■ Task requirements ■
Could you retype the entries exactly as they are?

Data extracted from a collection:
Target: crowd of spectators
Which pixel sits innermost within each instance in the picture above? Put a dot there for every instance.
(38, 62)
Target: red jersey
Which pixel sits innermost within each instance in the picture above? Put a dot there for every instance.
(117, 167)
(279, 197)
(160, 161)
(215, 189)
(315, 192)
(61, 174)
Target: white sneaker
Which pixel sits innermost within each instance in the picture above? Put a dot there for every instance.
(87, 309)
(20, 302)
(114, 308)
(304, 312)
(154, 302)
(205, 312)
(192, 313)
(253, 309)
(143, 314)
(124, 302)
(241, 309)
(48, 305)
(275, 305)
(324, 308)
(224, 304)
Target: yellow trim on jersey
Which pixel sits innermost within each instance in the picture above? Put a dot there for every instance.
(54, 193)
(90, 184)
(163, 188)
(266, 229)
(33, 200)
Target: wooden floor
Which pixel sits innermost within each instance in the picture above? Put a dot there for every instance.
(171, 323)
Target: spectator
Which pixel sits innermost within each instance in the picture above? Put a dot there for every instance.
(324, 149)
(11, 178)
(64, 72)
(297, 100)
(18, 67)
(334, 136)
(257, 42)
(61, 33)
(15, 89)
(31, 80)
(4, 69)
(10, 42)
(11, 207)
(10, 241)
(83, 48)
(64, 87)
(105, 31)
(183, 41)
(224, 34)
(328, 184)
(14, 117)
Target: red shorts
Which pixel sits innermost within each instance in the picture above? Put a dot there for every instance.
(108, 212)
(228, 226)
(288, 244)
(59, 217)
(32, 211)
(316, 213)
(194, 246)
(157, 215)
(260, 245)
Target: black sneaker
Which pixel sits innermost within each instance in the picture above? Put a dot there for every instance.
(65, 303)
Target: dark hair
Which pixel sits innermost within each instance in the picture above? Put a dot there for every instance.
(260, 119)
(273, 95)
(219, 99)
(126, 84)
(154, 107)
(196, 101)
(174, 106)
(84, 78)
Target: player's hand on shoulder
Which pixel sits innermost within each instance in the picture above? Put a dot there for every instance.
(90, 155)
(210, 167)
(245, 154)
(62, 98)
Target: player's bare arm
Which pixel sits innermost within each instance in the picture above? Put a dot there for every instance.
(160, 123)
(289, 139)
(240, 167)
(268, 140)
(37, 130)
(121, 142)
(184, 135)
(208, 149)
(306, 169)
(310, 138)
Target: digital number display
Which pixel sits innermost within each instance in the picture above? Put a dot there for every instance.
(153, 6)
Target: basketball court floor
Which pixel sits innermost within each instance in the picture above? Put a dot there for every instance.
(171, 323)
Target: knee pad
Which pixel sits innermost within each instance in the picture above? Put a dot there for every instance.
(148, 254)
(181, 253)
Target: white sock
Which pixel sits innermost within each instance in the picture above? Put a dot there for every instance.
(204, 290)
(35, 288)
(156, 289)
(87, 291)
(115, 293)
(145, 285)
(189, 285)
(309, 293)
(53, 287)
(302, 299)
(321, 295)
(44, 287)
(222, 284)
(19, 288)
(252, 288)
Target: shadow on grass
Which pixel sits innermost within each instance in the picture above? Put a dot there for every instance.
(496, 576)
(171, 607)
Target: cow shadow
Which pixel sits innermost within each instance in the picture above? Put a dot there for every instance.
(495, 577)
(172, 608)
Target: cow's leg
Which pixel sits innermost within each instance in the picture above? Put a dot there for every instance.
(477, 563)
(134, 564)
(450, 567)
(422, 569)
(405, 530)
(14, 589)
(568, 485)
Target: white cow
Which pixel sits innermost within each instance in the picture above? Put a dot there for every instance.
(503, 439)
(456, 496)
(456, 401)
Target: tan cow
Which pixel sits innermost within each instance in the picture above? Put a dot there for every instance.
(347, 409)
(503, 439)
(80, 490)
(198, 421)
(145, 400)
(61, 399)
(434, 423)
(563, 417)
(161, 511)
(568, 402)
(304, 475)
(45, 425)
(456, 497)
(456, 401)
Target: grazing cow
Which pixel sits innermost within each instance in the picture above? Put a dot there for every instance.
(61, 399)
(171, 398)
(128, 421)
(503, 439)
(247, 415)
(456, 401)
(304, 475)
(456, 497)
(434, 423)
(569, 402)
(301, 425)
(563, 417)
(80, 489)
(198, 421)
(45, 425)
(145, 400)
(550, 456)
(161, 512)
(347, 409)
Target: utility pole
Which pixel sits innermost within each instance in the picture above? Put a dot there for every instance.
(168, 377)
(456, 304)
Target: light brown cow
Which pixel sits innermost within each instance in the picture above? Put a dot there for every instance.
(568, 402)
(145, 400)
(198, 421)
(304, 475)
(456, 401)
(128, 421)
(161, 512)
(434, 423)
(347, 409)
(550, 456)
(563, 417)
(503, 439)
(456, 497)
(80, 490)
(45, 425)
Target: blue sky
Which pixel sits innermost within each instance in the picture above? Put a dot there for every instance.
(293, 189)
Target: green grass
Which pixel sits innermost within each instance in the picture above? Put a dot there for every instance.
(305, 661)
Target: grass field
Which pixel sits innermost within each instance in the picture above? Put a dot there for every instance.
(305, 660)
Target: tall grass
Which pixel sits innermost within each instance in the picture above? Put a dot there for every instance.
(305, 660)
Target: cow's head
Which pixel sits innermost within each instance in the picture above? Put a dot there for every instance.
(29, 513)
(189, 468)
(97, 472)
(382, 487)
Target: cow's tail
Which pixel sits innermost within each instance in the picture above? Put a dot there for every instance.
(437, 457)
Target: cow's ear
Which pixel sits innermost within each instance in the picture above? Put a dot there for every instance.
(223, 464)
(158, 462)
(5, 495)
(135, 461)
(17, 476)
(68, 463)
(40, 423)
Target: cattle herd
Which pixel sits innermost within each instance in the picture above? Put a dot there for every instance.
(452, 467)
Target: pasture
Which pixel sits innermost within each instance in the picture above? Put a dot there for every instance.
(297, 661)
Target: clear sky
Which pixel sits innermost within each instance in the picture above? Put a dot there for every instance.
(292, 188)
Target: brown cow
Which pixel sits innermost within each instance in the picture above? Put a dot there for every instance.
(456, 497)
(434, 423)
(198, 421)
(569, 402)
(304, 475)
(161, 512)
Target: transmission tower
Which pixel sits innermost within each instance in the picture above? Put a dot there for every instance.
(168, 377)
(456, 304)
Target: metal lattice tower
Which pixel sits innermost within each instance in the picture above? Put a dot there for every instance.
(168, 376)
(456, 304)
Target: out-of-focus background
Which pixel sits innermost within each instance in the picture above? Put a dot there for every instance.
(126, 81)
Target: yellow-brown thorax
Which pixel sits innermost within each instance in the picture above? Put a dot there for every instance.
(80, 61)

■ Completed task ■
Target: crowd of spectators
Which pixel sits innermost within each instance in the picture above? Put a dot there for every instance.
(38, 62)
Target: red jersey
Which pixel sits innermost within each instance in the picture above? Put a dot there for every instance.
(117, 167)
(279, 197)
(160, 161)
(215, 189)
(315, 192)
(61, 174)
Target: white sneaker
Which pixel sits innermost within each instance in the picture above? Put a dot there for every instance.
(87, 309)
(20, 302)
(114, 308)
(304, 312)
(154, 302)
(205, 312)
(192, 313)
(253, 309)
(143, 314)
(124, 302)
(241, 309)
(48, 305)
(275, 305)
(324, 308)
(224, 304)
Target: yellow trim on jersey
Which pixel sits innermost within each instance in the picture above? Put a dot there for every instance.
(54, 193)
(90, 184)
(163, 188)
(266, 229)
(33, 200)
Target: wooden floor
Which pixel sits innermost within each instance in the picture above? Put a dot there for every instance.
(171, 323)
Target: spectator
Which pixel sits innermost within each instance in the picture above? Put a dot there for every instance.
(324, 149)
(11, 178)
(64, 72)
(297, 100)
(18, 67)
(334, 136)
(257, 42)
(61, 33)
(15, 89)
(31, 80)
(4, 69)
(10, 42)
(11, 207)
(10, 241)
(83, 48)
(64, 87)
(105, 31)
(183, 41)
(224, 34)
(328, 184)
(14, 117)
Target: red shorts
Which pixel sits innermost within each instance in the picture above? Put a dot there for every instance.
(108, 212)
(228, 226)
(288, 244)
(59, 217)
(32, 211)
(316, 213)
(194, 246)
(157, 215)
(260, 245)
Target: black sneaker
Which pixel sits innermost within each instance in the picture above? Put a dot there for every instance.
(65, 303)
Target: dark hair
Which pixel sits innermost within each instance in the picture above? Put a dot there for every instance.
(260, 119)
(273, 95)
(219, 99)
(126, 84)
(154, 107)
(196, 101)
(174, 106)
(84, 78)
Target: player's hand on shoulder
Which pixel sits innermost within each instance in the picture above? Put a dot there for every instance.
(90, 155)
(210, 167)
(245, 154)
(62, 98)
Target: player's bare arm
Which pixel sits innermost within each instance in the picture above? Put a dot there for every instance.
(160, 123)
(289, 139)
(240, 167)
(268, 140)
(37, 130)
(121, 142)
(184, 135)
(208, 149)
(306, 169)
(310, 138)
Target: digital number display
Which pixel sits innermost within each instance in the picture above? Put a dot there for every instance.
(153, 6)
Target: basketball court floor
Which pixel sits innermost within each instance in the picture above? Put a dot there for every instance.
(171, 323)
Target: knee pad
Which pixel sits innermost within each instance in the picture above? Put a dot there for every instance.
(148, 254)
(181, 253)
Target: white sock
Which pixel sits innermost within each instance in the picture above? Put a dot there for every instance.
(204, 290)
(35, 288)
(156, 289)
(87, 291)
(115, 293)
(145, 285)
(189, 285)
(309, 293)
(53, 287)
(302, 299)
(321, 295)
(44, 287)
(222, 284)
(19, 288)
(252, 288)
Target: shadow on grass
Which pixel sits innermost within each instance in the picture above? Put a dot there for every instance.
(496, 576)
(171, 607)
Target: cow shadow
Which pixel sits innermost within each instance in the picture above? Put a dot there for every instance.
(495, 577)
(172, 608)
Target: cow's leg
Which pixel sits innermost within each instance in the picture above? Put a dot there for every instance.
(477, 563)
(134, 564)
(450, 567)
(422, 569)
(405, 530)
(14, 589)
(568, 485)
Target: white cow
Which pixel sits innermost within each instance in the picture above? Put a dot there for every instance.
(503, 439)
(456, 496)
(456, 401)
Target: tan cow
Which pixel sits innermost within each instance in the picture above? Put a dot there for every instance.
(347, 409)
(503, 439)
(80, 490)
(198, 421)
(145, 400)
(61, 399)
(434, 423)
(563, 417)
(161, 511)
(568, 402)
(304, 475)
(45, 425)
(456, 497)
(456, 401)
Target: grazing cow
Which pixel sits innermost within each instance in the picture above? Put a dot there for every instance.
(61, 399)
(171, 398)
(128, 421)
(503, 439)
(247, 415)
(456, 401)
(304, 475)
(456, 497)
(434, 423)
(569, 402)
(301, 425)
(563, 417)
(80, 489)
(198, 421)
(45, 425)
(145, 400)
(550, 456)
(161, 512)
(347, 409)
Target: utility pole
Which pixel sits innermost within each instance in the picture above? Put a dot there for every instance.
(168, 377)
(456, 304)
Target: light brown cow
Which pixel sits innermost within each instance in the picture above? Put a dot there for every instance.
(568, 402)
(145, 400)
(198, 421)
(304, 475)
(456, 401)
(128, 421)
(161, 512)
(434, 423)
(347, 409)
(550, 456)
(563, 417)
(503, 439)
(456, 497)
(80, 490)
(45, 425)
Target: blue sky
Which pixel sits innermost within each instance in the picture above? Put a dot there for every instance.
(293, 189)
Target: green grass
Which pixel sits innermost within each instance in the picture above? Put a dot there for every instance.
(305, 661)
Target: grass field
Which pixel sits innermost within each instance in the picture above? Put a dot there for every instance.
(305, 660)
Target: tall grass
Which pixel sits innermost within each instance in the picture above? Put a dot there for every instance.
(305, 660)
Target: cow's head
Which pixel sits innermost within each instance in the picture above? Put a dot there for every instance.
(29, 513)
(189, 468)
(97, 472)
(382, 487)
Target: cow's tail
Which pixel sits innermost within each instance in the picture above? Put a dot there for every instance.
(437, 457)
Target: cow's ear
Which pixel sits innermost within each instance in the picture above? Put a dot there for every instance.
(223, 464)
(158, 462)
(5, 495)
(135, 461)
(17, 476)
(68, 463)
(40, 423)
Target: cattle herd
Which pixel sits innermost within each instance in the picture above? Put a dot there for every instance.
(452, 467)
Target: pasture
Which pixel sits innermost within each instance in the picture above? Put a dot there for every instance.
(297, 661)
Target: clear sky
Which pixel sits innermost within each instance in the picture above? Put a dot there for every instance.
(292, 188)
Target: brown cow
Which pixel sits innermost within each instance in the picture above? Put a dot there for every instance.
(456, 497)
(434, 423)
(198, 421)
(569, 402)
(304, 475)
(161, 512)
Target: transmission tower
Which pixel sits innermost within each instance in the picture above? Put a dot there for every instance.
(168, 377)
(456, 304)
Target: metal lattice tower
Which pixel sits innermost within each instance in the picture above? Put a dot there for every instance.
(168, 376)
(456, 304)
Target: out-of-focus background
Which pixel sits innermost within each instance in the picture above? Put a dot there for every instance.
(126, 81)
Target: yellow-brown thorax
Which pixel sits innermost within each instance in the picture above? Put a dot there for every instance.
(80, 61)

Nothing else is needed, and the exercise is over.